§ AUFGABENLISTE
**1)** Beantworte die folgenden Fragen zum Textauszug über Martin Brehm und seine Frau.
(a) Wie alt ist Martin Brehm?
(b) In welchem Ort wuchs Ulla auf?
(c) Wie alt war Ulla, als ihr Vater die Familie verließ?
**2)** Schreibe die Fortsetzung des Textauszugs über Martin Brehm und seine Ehefrau Ulla.

§ TEXTAUSZUG

☆ ☆ ☆ ☆

Martin Brehm, ein 76 Jahre alter emeritierter Jura-Professor [in Berlin?], erfährt nach ärztlichen Untersuchungen, dass er an Bauchspeicheldrüsenkrebs erkrankt ist und allenfalls noch ein halbes Jahr leben wird.

Seine Ehefrau Ulla wuchs auf einem Bauernhof in Kirchbostel bei Walsrode auf, der noch immer von ihrer Großmutter und ihrer Mutter betrieben wird. An ihren Vater Egon Fork kann Ulla sich nicht erinnern, denn er verließ die Familie, als sie eineinhalb Jahre alt war, und sie hat nie wieder etwas von ihm gehört. Mutter und Großmutter behaupten, er habe nichts getaugt. Ulla studierte zunächst Landwirtschaft, aber mit Ende 20 beschloss sie, den Bauernhof nicht zu übernehmen und absolvierte noch ein Studium der Kunstgeschichte. Inzwischen ist sie 43 und arbeitet erfolgreich als Malerin.

☆ ☆ ☆ ☆

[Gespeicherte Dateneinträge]
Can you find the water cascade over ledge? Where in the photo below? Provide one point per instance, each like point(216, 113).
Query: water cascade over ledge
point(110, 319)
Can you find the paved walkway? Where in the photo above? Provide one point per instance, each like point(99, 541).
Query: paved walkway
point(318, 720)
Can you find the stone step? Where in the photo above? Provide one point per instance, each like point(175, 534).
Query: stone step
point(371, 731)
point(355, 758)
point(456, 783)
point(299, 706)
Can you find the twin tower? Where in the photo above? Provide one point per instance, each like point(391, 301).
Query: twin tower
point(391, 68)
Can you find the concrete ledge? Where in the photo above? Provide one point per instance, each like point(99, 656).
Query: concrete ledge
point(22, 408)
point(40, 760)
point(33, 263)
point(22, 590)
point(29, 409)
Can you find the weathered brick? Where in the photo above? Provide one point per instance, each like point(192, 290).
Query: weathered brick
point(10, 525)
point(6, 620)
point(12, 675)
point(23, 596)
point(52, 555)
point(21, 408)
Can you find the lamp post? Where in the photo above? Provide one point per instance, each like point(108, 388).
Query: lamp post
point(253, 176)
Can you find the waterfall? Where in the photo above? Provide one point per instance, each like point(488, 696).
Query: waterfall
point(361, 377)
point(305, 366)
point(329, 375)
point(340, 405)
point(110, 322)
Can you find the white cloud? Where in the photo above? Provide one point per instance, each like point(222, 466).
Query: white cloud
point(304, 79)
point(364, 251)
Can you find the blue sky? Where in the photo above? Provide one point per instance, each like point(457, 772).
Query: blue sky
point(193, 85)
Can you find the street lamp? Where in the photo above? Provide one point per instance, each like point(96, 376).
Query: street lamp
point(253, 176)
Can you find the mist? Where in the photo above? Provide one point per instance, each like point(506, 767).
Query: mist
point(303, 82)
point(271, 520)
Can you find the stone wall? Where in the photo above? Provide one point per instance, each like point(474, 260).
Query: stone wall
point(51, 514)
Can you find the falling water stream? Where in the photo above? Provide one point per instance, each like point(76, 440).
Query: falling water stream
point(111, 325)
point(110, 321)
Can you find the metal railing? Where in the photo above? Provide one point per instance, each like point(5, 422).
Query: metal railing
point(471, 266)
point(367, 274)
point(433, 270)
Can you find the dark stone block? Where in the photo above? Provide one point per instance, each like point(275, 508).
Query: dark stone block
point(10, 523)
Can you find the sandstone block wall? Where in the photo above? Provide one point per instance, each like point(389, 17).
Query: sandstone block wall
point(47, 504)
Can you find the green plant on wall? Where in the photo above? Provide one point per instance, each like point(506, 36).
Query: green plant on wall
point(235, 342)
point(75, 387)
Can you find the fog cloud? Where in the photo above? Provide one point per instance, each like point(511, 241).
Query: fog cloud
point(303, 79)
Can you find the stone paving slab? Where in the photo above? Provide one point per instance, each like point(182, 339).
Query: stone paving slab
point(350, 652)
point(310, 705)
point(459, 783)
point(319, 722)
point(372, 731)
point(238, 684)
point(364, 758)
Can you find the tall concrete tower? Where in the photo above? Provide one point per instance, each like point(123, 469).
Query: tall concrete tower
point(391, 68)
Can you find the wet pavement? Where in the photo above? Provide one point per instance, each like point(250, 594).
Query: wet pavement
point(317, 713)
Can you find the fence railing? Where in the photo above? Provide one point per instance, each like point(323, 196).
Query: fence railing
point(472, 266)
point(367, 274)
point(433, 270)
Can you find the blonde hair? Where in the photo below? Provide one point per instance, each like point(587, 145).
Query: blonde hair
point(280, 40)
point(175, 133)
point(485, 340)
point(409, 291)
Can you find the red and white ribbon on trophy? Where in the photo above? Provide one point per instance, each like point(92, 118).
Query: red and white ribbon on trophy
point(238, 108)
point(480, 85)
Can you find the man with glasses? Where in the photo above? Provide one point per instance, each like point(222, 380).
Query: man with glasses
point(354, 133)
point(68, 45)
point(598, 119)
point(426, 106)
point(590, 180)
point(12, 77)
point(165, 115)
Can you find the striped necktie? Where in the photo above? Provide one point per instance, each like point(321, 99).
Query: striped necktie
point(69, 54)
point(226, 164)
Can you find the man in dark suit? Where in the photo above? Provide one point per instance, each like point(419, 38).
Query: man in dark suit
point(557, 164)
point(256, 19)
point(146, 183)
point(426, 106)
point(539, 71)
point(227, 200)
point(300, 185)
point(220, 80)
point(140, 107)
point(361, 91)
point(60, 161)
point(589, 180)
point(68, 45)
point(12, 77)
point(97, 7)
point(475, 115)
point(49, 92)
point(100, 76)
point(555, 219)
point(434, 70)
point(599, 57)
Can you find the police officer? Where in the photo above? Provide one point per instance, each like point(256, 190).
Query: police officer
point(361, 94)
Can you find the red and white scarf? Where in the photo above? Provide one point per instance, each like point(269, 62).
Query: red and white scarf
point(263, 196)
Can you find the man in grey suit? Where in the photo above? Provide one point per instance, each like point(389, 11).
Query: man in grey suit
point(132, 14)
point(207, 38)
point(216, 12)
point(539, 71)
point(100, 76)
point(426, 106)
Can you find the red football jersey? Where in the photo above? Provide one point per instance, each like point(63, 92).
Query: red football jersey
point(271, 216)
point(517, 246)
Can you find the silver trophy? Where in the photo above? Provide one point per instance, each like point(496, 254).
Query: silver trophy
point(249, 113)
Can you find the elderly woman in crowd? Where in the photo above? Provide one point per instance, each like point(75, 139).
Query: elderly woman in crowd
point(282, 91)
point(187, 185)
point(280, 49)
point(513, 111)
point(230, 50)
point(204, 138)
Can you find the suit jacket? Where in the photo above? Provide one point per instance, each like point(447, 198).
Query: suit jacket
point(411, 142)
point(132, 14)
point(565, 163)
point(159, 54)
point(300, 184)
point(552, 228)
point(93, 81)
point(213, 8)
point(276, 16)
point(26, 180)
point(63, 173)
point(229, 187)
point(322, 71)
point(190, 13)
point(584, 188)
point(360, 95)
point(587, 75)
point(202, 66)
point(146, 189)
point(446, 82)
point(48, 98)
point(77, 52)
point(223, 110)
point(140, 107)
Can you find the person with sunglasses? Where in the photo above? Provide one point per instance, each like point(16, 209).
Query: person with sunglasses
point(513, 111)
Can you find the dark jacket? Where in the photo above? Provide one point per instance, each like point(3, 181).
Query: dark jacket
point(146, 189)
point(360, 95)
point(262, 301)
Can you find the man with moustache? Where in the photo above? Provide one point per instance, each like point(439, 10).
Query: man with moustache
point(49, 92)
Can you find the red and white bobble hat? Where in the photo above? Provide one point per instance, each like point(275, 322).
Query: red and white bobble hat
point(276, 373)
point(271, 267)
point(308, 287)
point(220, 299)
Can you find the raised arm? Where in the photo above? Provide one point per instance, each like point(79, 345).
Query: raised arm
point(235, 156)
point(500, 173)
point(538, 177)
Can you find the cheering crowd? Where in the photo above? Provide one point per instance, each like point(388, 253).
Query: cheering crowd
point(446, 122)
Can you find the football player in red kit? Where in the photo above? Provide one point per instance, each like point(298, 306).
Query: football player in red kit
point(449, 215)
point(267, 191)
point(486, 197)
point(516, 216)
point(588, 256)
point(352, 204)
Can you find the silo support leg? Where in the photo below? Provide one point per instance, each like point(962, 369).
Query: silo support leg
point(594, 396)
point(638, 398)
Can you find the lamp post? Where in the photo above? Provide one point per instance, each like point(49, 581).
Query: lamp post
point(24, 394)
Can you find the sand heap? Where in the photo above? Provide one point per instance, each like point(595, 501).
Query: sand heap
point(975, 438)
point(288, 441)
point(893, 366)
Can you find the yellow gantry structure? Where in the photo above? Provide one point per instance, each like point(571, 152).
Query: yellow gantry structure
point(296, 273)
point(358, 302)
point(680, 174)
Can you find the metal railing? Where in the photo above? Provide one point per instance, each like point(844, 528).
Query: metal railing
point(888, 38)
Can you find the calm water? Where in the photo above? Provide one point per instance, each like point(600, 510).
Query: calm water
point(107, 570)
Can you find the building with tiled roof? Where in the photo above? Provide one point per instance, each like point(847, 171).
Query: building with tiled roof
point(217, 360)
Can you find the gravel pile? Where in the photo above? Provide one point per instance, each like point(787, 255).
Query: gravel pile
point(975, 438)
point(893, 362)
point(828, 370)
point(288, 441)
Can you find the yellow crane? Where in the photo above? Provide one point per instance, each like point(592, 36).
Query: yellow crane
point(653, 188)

☆ ☆ ☆ ☆

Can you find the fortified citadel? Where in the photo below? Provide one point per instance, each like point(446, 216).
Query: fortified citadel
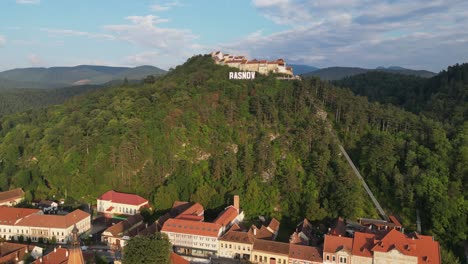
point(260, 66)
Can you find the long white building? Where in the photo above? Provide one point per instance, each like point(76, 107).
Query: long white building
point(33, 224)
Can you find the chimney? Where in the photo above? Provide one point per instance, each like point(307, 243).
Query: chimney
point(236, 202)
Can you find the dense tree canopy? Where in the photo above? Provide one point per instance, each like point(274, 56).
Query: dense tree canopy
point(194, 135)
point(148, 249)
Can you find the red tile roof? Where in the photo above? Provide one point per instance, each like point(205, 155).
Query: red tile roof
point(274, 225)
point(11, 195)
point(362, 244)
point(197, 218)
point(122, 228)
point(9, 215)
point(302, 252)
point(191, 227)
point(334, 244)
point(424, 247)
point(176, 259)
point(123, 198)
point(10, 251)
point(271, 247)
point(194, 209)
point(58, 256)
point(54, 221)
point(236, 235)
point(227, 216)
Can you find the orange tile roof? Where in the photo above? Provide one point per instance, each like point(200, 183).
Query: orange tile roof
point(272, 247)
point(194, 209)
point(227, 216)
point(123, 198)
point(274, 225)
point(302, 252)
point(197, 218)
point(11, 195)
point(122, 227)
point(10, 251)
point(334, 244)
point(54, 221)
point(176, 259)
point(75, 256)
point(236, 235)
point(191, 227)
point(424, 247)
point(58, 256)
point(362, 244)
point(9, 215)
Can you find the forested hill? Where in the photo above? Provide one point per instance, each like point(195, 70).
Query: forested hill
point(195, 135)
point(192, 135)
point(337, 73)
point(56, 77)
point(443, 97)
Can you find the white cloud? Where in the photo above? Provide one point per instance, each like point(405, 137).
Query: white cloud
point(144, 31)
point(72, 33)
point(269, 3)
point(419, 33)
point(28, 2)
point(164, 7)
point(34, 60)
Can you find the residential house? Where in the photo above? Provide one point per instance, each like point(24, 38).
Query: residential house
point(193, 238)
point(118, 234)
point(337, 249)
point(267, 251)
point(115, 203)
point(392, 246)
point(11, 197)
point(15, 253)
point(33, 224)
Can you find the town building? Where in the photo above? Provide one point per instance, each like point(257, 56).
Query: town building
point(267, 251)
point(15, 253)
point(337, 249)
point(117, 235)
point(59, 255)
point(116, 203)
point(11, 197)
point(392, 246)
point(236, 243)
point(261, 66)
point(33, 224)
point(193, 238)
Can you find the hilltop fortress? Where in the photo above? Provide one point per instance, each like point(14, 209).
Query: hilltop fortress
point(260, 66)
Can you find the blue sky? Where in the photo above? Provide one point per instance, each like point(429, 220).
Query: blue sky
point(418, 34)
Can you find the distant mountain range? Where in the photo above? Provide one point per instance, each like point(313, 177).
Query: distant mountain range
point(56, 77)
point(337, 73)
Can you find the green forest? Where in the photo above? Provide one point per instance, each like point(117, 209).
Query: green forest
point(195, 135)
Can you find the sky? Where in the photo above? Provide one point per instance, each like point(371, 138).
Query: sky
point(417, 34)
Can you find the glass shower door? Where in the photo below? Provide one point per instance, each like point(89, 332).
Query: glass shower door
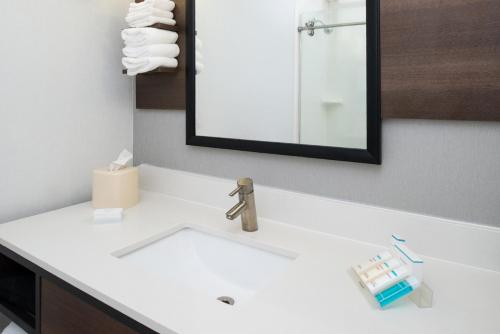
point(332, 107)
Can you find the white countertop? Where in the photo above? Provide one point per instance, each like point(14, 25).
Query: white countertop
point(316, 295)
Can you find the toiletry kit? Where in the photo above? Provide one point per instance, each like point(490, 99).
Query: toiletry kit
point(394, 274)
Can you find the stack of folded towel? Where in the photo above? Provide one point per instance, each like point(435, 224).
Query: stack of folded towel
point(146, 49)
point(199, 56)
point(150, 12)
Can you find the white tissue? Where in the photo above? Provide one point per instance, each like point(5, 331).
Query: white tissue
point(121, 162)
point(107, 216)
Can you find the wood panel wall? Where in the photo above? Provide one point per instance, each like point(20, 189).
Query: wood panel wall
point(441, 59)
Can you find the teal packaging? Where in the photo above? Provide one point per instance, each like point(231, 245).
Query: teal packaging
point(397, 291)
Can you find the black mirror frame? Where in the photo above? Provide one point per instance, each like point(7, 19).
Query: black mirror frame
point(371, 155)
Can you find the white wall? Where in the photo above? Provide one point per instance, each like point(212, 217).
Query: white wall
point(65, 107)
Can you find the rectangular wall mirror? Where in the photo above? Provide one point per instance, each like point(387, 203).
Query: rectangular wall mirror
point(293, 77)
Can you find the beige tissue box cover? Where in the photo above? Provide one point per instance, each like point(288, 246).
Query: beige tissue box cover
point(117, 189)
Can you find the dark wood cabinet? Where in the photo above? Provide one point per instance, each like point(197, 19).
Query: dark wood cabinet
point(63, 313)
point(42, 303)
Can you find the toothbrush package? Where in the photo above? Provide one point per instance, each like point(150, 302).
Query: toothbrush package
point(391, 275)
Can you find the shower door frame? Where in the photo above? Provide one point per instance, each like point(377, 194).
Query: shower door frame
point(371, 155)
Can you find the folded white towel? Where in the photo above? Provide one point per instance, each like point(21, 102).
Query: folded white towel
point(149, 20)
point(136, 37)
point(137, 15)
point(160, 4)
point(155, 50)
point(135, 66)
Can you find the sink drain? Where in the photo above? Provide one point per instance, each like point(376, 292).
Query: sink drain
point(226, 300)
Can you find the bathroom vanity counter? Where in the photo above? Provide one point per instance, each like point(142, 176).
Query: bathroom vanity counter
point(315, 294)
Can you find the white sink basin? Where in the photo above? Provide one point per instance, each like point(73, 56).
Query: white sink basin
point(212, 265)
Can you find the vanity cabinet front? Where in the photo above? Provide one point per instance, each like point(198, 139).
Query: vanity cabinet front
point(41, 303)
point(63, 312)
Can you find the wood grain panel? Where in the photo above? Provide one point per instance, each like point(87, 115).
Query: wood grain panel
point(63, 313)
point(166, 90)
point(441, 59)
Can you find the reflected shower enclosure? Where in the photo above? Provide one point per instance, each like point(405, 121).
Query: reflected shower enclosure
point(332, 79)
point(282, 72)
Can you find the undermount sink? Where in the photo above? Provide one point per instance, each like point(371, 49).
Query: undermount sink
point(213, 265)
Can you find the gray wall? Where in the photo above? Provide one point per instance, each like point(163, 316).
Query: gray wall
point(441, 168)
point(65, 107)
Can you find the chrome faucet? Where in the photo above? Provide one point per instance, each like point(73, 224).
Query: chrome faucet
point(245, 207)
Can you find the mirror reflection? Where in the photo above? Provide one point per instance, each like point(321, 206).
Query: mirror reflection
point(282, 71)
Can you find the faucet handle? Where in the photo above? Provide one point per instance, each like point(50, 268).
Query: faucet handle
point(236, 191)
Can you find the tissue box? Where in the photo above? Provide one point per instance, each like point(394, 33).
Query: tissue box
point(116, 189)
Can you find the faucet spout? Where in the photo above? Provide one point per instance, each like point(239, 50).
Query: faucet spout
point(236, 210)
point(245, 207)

☆ ☆ ☆ ☆

§ LÖSUNGEN NACH NUMMER
**1)**
(a) Martin Brehm ist 76 Jahre alt.
(b) Ulla wuchs in Kirchbostel bei Walsrode auf.
(c) Ulla war eineinhalb Jahre alt.

**2)**
Vor zwölf Jahren lernte sie über eine Freundin, die zu Professor Brehms Studentinnen gehörte, den 33 Jahre älteren Juristen kennen – und heiratete ihn. Ihr Sohn David ist jetzt sechs Jahre alt.

Den Vater schmerzt es, dass er Davids Einschulung nicht mehr erleben wird.

Warum sollte David sich an ihn erinnern? War es seine Eitelkeit, die nicht ertrug, dass er vergessen wurde? War es seine Eitelkeit, die nicht ertrug, dass er starb? Dass er getilgt wurde, zuerst aus dem Leben, dann aus dem Gedächtnis?

Heimlichkeiten

Fünf Wochen nachdem Martin die Krebsdiagnose bekommen hat, will er Ulla im Atelier überraschen und mit ihr in einem Restaurant zu Mittag essen. Doch bevor er das Haus erreicht, kommt Ulla herausgerannt, umarmt stürmisch den Fahrer eines in zweiter Reihe wartenden BMW und steigt ein.

Ein befreundeter Polizeibeamter besorgt Martin den Namen des Fahrzeughalters: Peter Gundolt. Der 50 Jahre alte Architekt wohnt in einem Loft und beschäftigt sich mit Stadtplanung. Martin beschließt, Ulla nicht zur Rede zu stellen.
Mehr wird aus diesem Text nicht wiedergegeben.